> OBJECTIVE
Copy everything from the start of the records down to the line containing "[387,125,626,418]", both ends included, and shift every bounding-box coordinate up by 90 while leaving all other lines unchanged.

Begin SUPPLIED RECORDS

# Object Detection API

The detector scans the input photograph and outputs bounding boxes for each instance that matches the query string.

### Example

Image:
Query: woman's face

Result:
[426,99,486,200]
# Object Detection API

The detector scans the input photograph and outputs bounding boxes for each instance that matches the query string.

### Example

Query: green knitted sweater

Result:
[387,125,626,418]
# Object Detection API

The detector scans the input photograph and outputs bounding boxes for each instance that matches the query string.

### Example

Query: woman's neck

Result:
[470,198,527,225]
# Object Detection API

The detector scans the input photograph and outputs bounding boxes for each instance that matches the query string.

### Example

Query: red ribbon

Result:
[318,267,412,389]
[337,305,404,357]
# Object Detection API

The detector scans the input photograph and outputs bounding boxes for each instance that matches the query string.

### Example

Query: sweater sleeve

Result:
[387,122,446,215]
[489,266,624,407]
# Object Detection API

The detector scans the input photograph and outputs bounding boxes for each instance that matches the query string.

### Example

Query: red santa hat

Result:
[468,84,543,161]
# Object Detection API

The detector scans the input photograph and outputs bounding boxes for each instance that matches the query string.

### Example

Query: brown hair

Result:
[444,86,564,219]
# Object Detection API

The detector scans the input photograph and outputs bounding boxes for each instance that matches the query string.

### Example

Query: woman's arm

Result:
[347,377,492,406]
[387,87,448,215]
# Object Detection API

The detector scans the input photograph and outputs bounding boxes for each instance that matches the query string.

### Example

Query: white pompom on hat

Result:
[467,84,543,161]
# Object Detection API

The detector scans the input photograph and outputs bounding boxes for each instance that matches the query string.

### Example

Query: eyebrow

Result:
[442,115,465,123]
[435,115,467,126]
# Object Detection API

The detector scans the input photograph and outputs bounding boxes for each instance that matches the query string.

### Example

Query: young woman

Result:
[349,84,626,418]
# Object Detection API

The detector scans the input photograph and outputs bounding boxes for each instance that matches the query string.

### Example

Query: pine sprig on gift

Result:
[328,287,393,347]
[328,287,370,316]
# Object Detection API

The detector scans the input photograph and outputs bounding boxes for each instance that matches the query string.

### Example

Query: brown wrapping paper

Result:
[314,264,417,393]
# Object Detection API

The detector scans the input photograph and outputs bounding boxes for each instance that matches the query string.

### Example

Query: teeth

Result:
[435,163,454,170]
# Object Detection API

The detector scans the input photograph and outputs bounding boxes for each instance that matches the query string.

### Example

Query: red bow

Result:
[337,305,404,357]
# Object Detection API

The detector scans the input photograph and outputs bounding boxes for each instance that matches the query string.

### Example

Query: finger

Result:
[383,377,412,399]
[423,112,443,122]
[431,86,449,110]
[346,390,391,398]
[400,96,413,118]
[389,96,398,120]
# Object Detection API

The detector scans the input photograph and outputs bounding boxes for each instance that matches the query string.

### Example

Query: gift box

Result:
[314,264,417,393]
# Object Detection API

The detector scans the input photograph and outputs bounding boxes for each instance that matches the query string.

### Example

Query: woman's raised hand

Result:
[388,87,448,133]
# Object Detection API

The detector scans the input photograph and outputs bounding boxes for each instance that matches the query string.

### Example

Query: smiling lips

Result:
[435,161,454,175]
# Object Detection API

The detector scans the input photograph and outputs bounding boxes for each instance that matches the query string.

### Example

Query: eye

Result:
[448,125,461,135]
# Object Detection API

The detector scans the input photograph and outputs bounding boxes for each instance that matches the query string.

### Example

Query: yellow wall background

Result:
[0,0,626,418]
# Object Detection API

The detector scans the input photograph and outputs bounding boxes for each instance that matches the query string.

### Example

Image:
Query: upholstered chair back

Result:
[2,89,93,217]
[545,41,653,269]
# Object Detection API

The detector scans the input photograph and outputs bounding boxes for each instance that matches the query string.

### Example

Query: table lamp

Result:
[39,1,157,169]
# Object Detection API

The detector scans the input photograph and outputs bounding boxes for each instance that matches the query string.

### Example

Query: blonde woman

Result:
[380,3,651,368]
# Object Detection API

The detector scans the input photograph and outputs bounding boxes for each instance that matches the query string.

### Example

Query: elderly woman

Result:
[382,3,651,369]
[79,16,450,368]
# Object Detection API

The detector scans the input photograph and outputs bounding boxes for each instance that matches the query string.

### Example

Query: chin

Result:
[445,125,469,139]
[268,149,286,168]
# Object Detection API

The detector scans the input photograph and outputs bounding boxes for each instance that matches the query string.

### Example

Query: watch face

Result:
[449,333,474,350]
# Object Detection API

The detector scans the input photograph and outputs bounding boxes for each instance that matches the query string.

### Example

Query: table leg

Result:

End SUPPLIED RECORDS

> COMPLETE RESPONSE
# Object Detection API

The detector scans the input photograph and outputs bounding boxes for each instance that matches the query string.

### Example

Image:
Query: woman's face

Result:
[516,189,576,290]
# Object Detection API

The detector scans the input photograph and outputs bounding boxes for each instance that matches the query string.

### Example

Query: green knitted sweater

Result:
[477,215,716,508]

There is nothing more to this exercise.